Continue the guide on tracing Ragas evaluation runs in OpenObserve, picking up right after its last line of code.

= Text under study =
>>>>
Ragas → OpenObserve
Capture evaluation scores, latency, and metadata for every Ragas evaluation run. Ragas does not include a dedicated OTel instrumentor, so evaluation calls are wrapped in manual spans with scores extracted from the result.
Prerequisites
- Python 3.9+
- An OpenObserve account (cloud or self-hosted)
- Your OpenObserve organisation ID and Base64-encoded auth token
- An OpenAI API key (Ragas uses LLMs to compute metrics)
Installation
Configuration
Create a .env file in your project root:
OPENOBSERVE_URL=https://api.openobserve.ai/
OPENOBSERVE_ORG=your_org_id
OPENOBSERVE_AUTH_TOKEN=Basic <your_base64_token>
OPENAI_API_KEY=your-openai-api-key
Instrumentation
Call openobserve_init() to set up the tracer provider, then wrap each metric scoring call in a manual span.
Ragas 0.4.x uses an async scoring API. Pass an AsyncOpenAI client wrapped with instructor to the metric, and call ascore() inside an asyncio.run() block.
import asyncio
from dotenv import load_dotenv
load_dotenv()
from openobserve import openobserve_init
openobserve_init()
import os
import instructor
from openai import AsyncOpenAI
from opentelemetry import trace
from ragas.llms import LiteLLMStructuredLLM
from ragas.metrics.collections import Faithfulness
tracer = trace.get_tracer(__name__)
<<<<
= Saved data entries =
>>>>
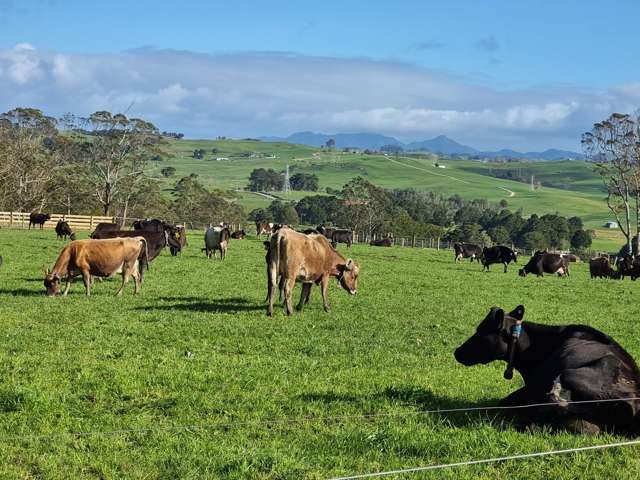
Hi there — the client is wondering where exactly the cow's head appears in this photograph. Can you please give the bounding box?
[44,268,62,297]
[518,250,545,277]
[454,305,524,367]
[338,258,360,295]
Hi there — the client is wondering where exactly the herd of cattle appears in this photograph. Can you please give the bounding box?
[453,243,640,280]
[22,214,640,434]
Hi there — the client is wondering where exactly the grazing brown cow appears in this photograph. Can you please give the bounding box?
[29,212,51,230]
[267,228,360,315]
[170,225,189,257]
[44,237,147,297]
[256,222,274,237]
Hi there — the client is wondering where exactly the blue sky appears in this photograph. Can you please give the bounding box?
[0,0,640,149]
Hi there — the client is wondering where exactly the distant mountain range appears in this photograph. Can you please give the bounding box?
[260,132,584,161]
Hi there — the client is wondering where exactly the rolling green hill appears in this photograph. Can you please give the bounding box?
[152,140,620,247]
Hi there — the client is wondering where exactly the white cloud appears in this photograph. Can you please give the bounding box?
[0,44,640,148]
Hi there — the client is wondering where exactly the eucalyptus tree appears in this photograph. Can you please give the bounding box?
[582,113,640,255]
<<<<
>>>>
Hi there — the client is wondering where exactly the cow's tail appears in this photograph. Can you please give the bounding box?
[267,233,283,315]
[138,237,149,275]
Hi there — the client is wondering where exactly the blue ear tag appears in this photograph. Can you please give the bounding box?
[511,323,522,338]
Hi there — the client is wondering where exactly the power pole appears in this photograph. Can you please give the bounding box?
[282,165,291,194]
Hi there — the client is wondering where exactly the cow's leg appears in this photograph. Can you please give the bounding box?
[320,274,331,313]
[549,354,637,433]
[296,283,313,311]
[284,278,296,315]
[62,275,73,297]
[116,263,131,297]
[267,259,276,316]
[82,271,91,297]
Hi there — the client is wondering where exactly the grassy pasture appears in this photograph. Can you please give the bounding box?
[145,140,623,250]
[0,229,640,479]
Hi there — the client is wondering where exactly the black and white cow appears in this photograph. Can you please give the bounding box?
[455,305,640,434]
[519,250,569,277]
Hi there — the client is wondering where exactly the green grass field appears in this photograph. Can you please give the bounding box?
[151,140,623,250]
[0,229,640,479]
<<<<
>>>>
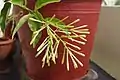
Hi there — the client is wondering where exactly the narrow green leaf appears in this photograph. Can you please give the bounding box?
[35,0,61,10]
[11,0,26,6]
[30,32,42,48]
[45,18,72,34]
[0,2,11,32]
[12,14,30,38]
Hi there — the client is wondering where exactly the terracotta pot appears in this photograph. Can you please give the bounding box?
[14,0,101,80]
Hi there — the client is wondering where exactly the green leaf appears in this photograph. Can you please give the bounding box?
<<<<
= Answer to the problem =
oai = AsyncOpenAI(api_key=os.environ["OPENAI_API_KEY"])
client = instructor.from_openai(oai)
llm = LiteLLMStructuredLLM(client=client, model="gpt-4o-mini", provider="openai")
faithfulness_metric = Faithfulness(llm=llm)
async def evaluate_sample(user_input: str, response: str, retrieved_contexts: list) -> None:
with tracer.start_as_current_span("ragas.evaluate") as span:
span.set_attribute("ragas.question", user_input)
span.set_attribute("ragas.metrics", "faithfulness")
result = await faithfulness_metric.ascore(
user_input=user_input,
response=response,
retrieved_contexts=retrieved_contexts,
)
span.set_attribute("ragas.faithfulness", float(result.value))
print(f"Faithfulness: {result.value:.2f}")
asyncio.run(evaluate_sample(
user_input="What is OpenTelemetry?",
response="OpenTelemetry is a vendor-neutral observability framework.",
retrieved_contexts=["OpenTelemetry provides APIs and SDKs for distributed tracing, metrics, and logging."],
))
Batch evaluation
async def evaluate_batch(samples: list) -> None:
for i, sample in enumerate(samples):
with tracer.start_as_current_span("ragas.evaluate") as span:
span.set_attribute("ragas.question", sample["user_input"])
span.set_attribute("ragas.metrics", "faithfulness")
result = await faithfulness_metric.ascore(**sample)
span.set_attribute("ragas.faithfulness", float(result.value))
print(f"[{i+1}] faithfulness={result.value:.2f}")
samples = [
{
"user_input": "What is a span?",
"response": "A span is a unit of work in a distributed trace.",
"retrieved_contexts": ["A span represents a named, timed operation in a trace."],
},
{
"user_input": "What does OTLP stand for?",
"response": "OTLP stands for OpenTelemetry Protocol.",
"retrieved_contexts": ["OTLP is used to transmit telemetry data to backends."],
},
]
asyncio.run(evaluate_batch(samples))
What Gets Captured
Each evaluation wrapped in a span produces the following attributes. OpenObserve stores dot-separated attribute names with underscores.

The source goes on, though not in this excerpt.